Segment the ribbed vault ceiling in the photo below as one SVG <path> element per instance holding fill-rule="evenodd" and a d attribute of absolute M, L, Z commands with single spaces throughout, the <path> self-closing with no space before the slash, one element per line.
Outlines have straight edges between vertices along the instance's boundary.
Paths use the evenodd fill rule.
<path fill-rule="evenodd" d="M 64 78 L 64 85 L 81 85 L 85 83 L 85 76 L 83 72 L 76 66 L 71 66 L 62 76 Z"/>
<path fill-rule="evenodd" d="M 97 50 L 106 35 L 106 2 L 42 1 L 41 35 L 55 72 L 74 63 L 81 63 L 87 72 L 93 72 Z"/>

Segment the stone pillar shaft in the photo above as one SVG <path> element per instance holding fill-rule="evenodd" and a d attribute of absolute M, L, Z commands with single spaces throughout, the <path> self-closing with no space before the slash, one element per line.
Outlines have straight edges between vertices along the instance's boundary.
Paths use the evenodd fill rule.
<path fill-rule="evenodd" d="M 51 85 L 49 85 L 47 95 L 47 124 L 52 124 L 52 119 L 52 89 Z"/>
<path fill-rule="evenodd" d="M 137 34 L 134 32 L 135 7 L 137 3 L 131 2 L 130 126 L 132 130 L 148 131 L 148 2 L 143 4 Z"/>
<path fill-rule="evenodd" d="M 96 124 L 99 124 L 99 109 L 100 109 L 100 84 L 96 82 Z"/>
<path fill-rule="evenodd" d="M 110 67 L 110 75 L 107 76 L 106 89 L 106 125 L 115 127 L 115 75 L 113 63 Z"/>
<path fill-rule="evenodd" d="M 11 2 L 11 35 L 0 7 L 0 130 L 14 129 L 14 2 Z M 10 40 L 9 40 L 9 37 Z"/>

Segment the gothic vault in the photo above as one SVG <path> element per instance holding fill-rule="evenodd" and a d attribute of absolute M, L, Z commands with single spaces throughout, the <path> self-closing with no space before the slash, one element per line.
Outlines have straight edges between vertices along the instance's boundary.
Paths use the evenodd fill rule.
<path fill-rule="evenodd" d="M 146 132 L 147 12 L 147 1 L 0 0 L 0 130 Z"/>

[Problem statement]:
Could you reproduce all the records exactly?

[Response box]:
Segment the ribbed vault ceiling in the photo below as one SVG <path> element per instance holding fill-rule="evenodd" and a d attribute of absolute M, L, Z commands with single spaces throughout, the <path> self-closing with no space before the slash, one element per line.
Outlines have straight edges between vertices along the instance's boundary.
Paths use the evenodd fill rule.
<path fill-rule="evenodd" d="M 64 78 L 64 85 L 81 85 L 85 83 L 85 76 L 83 72 L 76 66 L 71 66 L 62 76 Z"/>
<path fill-rule="evenodd" d="M 97 50 L 106 35 L 106 2 L 42 1 L 41 35 L 55 72 L 74 63 L 81 63 L 87 72 L 93 72 Z"/>

Segment the stone pillar shaft in the photo above as one SVG <path> element per instance holding fill-rule="evenodd" and a d attribute of absolute M, L, Z commands with single spaces throughout, the <path> self-closing with no space before the slash, one element per line.
Outlines have straight edges between vertices along the instance's boundary.
Paths use the evenodd fill rule.
<path fill-rule="evenodd" d="M 51 85 L 49 85 L 47 95 L 47 124 L 52 124 L 52 119 L 52 89 Z"/>
<path fill-rule="evenodd" d="M 137 34 L 134 32 L 135 7 L 137 3 L 131 2 L 130 126 L 132 130 L 148 131 L 148 2 L 143 4 Z"/>
<path fill-rule="evenodd" d="M 96 124 L 99 124 L 99 109 L 100 109 L 100 84 L 96 82 Z"/>
<path fill-rule="evenodd" d="M 110 67 L 110 75 L 107 76 L 106 89 L 106 125 L 115 127 L 115 75 L 113 63 Z"/>
<path fill-rule="evenodd" d="M 11 2 L 11 35 L 0 7 L 0 130 L 14 129 L 14 2 Z M 10 40 L 9 40 L 9 37 Z"/>

Segment the gothic vault in the photo above as one SVG <path> element per instance holding fill-rule="evenodd" and a d attribute of absolute M, L, Z commands with single spaces throughout, the <path> self-closing with no space before the slash, one element per line.
Outlines have straight edges between vertices along the instance's boundary.
Paths use the evenodd fill rule.
<path fill-rule="evenodd" d="M 146 132 L 147 12 L 147 1 L 0 0 L 0 130 Z"/>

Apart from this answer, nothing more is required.